┌─ Data extracts

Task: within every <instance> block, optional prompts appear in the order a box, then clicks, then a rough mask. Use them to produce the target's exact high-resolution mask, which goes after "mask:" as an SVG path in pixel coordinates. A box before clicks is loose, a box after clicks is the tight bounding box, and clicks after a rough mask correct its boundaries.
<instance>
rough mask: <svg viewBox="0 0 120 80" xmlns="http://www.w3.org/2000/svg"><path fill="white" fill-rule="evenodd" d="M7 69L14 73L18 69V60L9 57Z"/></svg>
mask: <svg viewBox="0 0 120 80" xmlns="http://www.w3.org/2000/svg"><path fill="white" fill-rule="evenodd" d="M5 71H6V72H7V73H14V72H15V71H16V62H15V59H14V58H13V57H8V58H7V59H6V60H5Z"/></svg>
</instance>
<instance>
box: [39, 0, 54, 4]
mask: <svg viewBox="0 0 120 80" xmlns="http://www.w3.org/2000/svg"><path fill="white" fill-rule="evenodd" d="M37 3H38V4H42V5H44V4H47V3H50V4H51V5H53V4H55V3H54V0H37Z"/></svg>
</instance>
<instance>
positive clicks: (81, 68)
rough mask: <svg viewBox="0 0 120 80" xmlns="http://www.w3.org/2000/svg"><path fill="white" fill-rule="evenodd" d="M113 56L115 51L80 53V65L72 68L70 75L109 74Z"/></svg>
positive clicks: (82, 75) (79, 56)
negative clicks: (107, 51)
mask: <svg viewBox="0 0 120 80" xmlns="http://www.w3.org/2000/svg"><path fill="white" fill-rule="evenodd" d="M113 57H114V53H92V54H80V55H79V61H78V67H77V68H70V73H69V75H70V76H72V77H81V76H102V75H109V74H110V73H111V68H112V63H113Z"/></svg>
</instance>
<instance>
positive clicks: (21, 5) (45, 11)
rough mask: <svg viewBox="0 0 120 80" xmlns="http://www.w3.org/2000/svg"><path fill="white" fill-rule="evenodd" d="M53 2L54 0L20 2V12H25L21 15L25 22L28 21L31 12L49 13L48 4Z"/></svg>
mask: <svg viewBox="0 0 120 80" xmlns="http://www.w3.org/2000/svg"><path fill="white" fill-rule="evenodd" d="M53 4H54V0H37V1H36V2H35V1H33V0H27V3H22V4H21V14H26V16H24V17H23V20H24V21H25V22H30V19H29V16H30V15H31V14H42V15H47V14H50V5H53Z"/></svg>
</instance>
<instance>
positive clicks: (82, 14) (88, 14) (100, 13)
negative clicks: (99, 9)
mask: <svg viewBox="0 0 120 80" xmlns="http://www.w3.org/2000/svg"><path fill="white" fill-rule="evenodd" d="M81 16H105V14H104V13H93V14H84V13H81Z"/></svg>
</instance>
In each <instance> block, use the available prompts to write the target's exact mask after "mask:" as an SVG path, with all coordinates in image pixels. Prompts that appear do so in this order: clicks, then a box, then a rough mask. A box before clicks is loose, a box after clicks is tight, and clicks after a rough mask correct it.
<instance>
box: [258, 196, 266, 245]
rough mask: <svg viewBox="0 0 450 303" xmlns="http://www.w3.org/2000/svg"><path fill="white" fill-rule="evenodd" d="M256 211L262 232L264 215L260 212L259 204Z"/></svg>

└─

Exercise goal:
There is a run of lines above from the one with "negative clicks: (107, 51)" to the one with "positive clicks: (21, 5) (45, 11)"; print exactly that run, both ends included, and nothing else.

Exercise answer:
negative clicks: (107, 51)
mask: <svg viewBox="0 0 120 80" xmlns="http://www.w3.org/2000/svg"><path fill="white" fill-rule="evenodd" d="M113 57H114V53H92V54H80V55H79V61H78V67H77V68H70V73H69V75H70V76H72V77H81V76H102V75H109V74H110V73H111V68H112V63H113Z"/></svg>
</instance>
<instance>
positive clicks: (21, 5) (45, 11)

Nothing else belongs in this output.